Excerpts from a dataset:
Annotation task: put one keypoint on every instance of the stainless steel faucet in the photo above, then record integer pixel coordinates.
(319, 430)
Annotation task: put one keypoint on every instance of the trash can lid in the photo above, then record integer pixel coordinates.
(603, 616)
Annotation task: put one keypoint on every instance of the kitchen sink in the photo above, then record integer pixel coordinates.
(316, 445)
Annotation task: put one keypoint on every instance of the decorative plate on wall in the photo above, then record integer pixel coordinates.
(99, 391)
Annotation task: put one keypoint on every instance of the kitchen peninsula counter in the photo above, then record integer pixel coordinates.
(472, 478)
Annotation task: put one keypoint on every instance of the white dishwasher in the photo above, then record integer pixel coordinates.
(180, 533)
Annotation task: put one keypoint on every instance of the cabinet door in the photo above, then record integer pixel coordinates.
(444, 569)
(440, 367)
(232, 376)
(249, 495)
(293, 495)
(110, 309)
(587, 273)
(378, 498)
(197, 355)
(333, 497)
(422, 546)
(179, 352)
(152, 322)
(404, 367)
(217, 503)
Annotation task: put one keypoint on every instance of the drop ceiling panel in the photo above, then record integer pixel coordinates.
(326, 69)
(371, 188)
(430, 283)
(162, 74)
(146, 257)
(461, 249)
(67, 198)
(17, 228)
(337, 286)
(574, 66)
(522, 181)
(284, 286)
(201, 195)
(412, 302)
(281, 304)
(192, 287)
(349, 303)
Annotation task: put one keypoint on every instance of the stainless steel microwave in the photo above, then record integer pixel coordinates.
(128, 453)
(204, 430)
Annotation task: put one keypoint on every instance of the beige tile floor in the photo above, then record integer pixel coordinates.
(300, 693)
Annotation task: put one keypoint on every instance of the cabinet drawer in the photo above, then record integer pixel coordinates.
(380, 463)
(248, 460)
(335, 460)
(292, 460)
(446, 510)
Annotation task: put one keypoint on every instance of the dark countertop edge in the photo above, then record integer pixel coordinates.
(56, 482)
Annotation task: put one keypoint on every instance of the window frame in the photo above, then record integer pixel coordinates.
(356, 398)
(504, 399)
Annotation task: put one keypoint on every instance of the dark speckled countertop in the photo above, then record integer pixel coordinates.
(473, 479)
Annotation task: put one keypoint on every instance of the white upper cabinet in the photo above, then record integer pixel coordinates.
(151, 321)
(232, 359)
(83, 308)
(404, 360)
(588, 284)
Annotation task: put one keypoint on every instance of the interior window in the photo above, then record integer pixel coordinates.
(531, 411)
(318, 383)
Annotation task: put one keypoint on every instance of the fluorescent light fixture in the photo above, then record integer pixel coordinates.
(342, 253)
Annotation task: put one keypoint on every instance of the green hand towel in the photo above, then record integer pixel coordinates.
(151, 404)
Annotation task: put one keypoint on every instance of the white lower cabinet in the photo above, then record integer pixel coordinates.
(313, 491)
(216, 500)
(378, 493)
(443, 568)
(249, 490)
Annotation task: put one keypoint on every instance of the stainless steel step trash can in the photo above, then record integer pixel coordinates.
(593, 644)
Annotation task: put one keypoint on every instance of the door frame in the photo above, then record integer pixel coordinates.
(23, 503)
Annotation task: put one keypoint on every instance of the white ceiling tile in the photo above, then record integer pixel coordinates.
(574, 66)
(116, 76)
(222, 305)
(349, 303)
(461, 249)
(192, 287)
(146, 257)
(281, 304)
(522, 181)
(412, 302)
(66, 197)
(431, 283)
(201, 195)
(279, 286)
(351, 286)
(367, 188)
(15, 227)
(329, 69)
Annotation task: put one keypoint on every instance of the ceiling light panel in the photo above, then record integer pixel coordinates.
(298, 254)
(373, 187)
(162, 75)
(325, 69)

:: Instructions for the task ::
Every line of the data must appear again in the answer, exactly as written.

:: Exercise solution ::
Annotation task: put one keypoint on every instance of the stainless steel faucet in the photo above, then record integer pixel coordinates.
(319, 430)
Annotation task: put one keypoint on every instance of the trash can lid in the photo above, then record integer pixel coordinates.
(603, 616)
Annotation task: put one keypoint on every instance of the kitchen sink in the photo above, then record integer pixel coordinates.
(316, 445)
Annotation task: put one keypoint on every instance of the decorative plate on wall in the photo above, then record integer pixel coordinates.
(99, 391)
Annotation task: put one keypoint on every instance of the kitchen peninsula counter in the photo above, then record integer pixel coordinates.
(472, 478)
Annotation task: put one keypoint on every instance of the white dishwasher in the photo above, then record integer pixel coordinates.
(180, 533)
Annotation task: put one keypoint on every instance of the cabinet door in the photo above, then record integer pixel coordinates.
(444, 569)
(440, 367)
(232, 376)
(249, 495)
(293, 495)
(110, 309)
(587, 273)
(378, 498)
(197, 355)
(333, 497)
(422, 546)
(179, 352)
(152, 322)
(404, 367)
(217, 503)
Annotation task: put one keypoint on every instance of the drop ceiling panel in the photo above, then record integer pixel coordinates.
(326, 69)
(371, 188)
(430, 283)
(162, 74)
(146, 257)
(461, 249)
(67, 198)
(17, 228)
(337, 286)
(574, 66)
(522, 181)
(284, 286)
(201, 195)
(412, 302)
(281, 304)
(192, 287)
(349, 303)
Annotation task: put one keypoint on every instance of the stainless steel microwave in the photo above, then record integer pixel coordinates.
(128, 453)
(204, 430)
Annotation task: put one keypoint on every instance of the beige tile floor in the photo above, then record integer pixel coordinates.
(300, 693)
Annotation task: put one keypoint on every instance of the cabinet drawer in the photo above, then record integer pixel coordinates.
(380, 463)
(248, 460)
(335, 460)
(292, 460)
(446, 510)
Annotation task: put one keypoint on every instance of the dark countertop edge in the photo above, then record integer pixel coordinates.
(56, 482)
Annotation task: put one keypoint on every instance of the window frame in the photo above, then record integer pixel coordinates.
(356, 398)
(504, 399)
Annotation task: put one keypoint on every instance of the dark speckled countertop in the photo above, then record integer pixel coordinates.
(473, 479)
Annotation task: put one keypoint on every instance of the white upper cabinet in the photo above, then record integer pixel coordinates.
(151, 321)
(232, 359)
(83, 308)
(404, 360)
(588, 284)
Annotation task: put one keypoint on every instance of the interior window in the photo above, then record integer pixel coordinates.
(531, 411)
(318, 383)
Annotation task: put one keypoint on every instance of the fluorescent light fixture in the photo above, then record integer pixel coordinates.
(342, 253)
Annotation task: put one keypoint on every instance of the green hand towel in the photo above, then record integer pixel coordinates.
(151, 404)
Annotation task: put one keypoint on every instance of the white lower cabinet in the photo above, then record integer pixel coordinates.
(313, 491)
(216, 500)
(378, 493)
(443, 568)
(249, 490)
Annotation task: put one keypoint on every instance of the stainless steel step trash can in the photo above, then record integer pixel coordinates.
(593, 644)
Annotation task: put one keypoint on every instance of the door frame in the photo above, then record integer pixel coordinates.
(23, 503)
Annotation task: put one keypoint on every instance of the white ceiling tile in the photo above, then record integer pixel coordinates.
(574, 66)
(116, 76)
(222, 305)
(349, 303)
(461, 249)
(192, 287)
(146, 257)
(281, 304)
(522, 181)
(412, 302)
(66, 197)
(431, 283)
(201, 195)
(279, 286)
(351, 286)
(367, 188)
(15, 227)
(329, 69)
Annotation task: put one keypoint on every instance of the ceiling light panel in the photo above, then record integer pixel coordinates.
(298, 254)
(373, 187)
(162, 75)
(325, 69)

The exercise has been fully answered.